▶ [Tekstfragment]
------------------------------
Jesaja 534 5Schriftlezing: Jesaja 52: 13 – Jesaja 53

13 Ziet, Mijn Knecht zal verstandelijk handelen; Hij zal verhoogd en verheven, ja, zeer hoog worden. 14 Gelijk als velen zich over u ontzet hebben, alzo verdorven was Zijn gelaat, meer dan van iemand, en Zijn gedaante, meer dan van andere mensenkinderen; 15 Alzo zal Hij vele heidenen besprengen, ja, de koningen zullen hun mond over Hem toehouden; want denwelken het niet verkondigd was, die zullen het zien, en welken het niet gehoord hebben, die zullen het verstaan.
------------------------------
[Records uit de dataset]
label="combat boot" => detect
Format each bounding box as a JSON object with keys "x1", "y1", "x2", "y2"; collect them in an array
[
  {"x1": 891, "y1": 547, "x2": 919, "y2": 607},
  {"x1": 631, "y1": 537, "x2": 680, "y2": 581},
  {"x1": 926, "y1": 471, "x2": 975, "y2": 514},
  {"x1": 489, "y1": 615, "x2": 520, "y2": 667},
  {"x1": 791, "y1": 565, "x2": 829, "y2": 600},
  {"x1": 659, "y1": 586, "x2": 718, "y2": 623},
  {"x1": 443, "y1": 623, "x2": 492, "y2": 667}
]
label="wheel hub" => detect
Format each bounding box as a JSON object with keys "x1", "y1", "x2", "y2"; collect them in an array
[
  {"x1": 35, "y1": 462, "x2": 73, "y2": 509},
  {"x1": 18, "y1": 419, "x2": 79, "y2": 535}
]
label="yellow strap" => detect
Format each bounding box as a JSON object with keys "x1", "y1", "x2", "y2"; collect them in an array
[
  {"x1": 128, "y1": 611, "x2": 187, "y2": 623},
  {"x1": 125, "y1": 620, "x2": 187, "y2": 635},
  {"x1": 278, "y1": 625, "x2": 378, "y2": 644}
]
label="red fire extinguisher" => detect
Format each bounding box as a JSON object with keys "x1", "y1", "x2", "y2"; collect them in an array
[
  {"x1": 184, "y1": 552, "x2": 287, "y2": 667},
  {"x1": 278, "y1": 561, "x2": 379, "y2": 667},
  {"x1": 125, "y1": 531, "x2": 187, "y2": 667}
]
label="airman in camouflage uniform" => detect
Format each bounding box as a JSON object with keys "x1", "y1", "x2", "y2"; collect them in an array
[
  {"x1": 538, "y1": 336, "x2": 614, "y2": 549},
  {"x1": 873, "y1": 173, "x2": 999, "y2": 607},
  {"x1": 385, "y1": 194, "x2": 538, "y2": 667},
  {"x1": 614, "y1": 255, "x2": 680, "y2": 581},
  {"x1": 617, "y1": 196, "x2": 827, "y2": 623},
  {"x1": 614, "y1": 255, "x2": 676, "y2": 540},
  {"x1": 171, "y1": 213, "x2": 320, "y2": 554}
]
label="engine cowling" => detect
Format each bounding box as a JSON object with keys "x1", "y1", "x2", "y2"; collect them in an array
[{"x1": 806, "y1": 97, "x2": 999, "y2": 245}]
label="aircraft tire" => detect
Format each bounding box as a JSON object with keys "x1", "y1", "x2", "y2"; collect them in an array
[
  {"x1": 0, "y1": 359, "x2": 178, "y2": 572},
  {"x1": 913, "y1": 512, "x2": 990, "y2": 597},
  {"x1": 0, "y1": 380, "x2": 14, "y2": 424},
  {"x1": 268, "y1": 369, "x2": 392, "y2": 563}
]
------------------------------
Herschrijf alsjeblieft het deel van de tekst dat begint met "Jesaja 534 5Schriftlezing: Jesaja" en doorloopt tot en met "zullen het verstaan.", waarbij je "Knecht" vervangt door "Dienaar". De records hebben niets met de tekst te maken.

▶ [Uitwerking]
Jesaja 534 5Schriftlezing: Jesaja 52: 13 – Jesaja 53

13 Ziet, Mijn Dienaar zal verstandelijk handelen; Hij zal verhoogd en verheven, ja, zeer hoog worden. 14 Gelijk als velen zich over u ontzet hebben, alzo verdorven was Zijn gelaat, meer dan van iemand, en Zijn gedaante, meer dan van andere mensenkinderen; 15 Alzo zal Hij vele heidenen besprengen, ja, de koningen zullen hun mond over Hem toehouden; want denwelken het niet verkondigd was, die zullen het zien, en welken het niet gehoord hebben, die zullen het verstaan.